### Job:
Please answer from the minimum wage article below: what percentage of Arkansas voters voted in favor of the measure?

──────── Excerpted text

Voters in both Arkansas and Missouri, two states that went strongly for President Donald Trump in 2016, passed ballot initiatives to increase the state minimum wage during Tuesday's midterm elections.

Initiatives in Florida, Nevada and North Dakota are already in the works for the presidential ballot in 2020.

"Folks in Washington are bragging about how good the economy is," said Jonathan Schleifer, executive director of The Fairness Project, the Washington-based advocacy group that backed this year's measures and is leading organizing for 2020. "People don't pay their rent or put food on the table based on the stock market -- it's how much money is in their paycheck."

Arkansans will see a boost from its current $8.50 an hour to $11 an hour by 2021, and Missouri will raise the minimum wage from $7.85 an hour in 2018 to $12 an hour in 2023.

Both measures enjoyed overwhelming support, with 68 percent of Arkansas voters and 62 percent of Missouri voters voting in favor.

Minimum wage ballot initiatives have also won handily in red and purple states, such as South Dakota, Nebraska and Arizona, in the past two election cycles.

In Missouri, the measure attracted bipartisan support, winning more votes than either Democratic incumbent Senator Claire McCaskill or her victorious Republican challenger, state Attorney General Josh Hawley.

"Claire McCaskill got 1.1 million votes. If every single person also voted for [the minimum wage increase], that still leaves 387,000 voters," said Carl Walz, campaign manager of Raise Up Missouri, the local organizer for the measure. "That's potentially 31 of the people who voted for Josh Hawley."

────────────────
──────── Entries supplied

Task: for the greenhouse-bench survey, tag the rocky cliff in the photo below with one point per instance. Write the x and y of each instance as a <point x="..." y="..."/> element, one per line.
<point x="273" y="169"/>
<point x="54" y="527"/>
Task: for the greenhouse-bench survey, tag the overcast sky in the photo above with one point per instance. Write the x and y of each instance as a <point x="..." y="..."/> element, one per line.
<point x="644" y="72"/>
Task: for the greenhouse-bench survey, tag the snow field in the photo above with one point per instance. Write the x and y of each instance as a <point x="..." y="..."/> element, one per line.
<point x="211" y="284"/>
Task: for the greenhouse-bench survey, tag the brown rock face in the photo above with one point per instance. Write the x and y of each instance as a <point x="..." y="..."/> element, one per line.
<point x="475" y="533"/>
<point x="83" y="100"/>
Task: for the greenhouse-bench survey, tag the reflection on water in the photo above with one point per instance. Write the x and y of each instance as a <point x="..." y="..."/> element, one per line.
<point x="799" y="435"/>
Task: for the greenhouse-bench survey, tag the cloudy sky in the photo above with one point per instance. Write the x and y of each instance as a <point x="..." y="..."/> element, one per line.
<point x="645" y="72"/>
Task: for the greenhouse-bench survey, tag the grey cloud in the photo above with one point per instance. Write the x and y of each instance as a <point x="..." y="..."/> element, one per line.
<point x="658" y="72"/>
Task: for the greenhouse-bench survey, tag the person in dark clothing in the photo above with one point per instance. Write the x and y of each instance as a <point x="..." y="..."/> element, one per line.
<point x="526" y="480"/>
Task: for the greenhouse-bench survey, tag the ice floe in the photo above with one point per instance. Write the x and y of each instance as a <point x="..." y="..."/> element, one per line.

────────────────

### Result of this task:
68 percent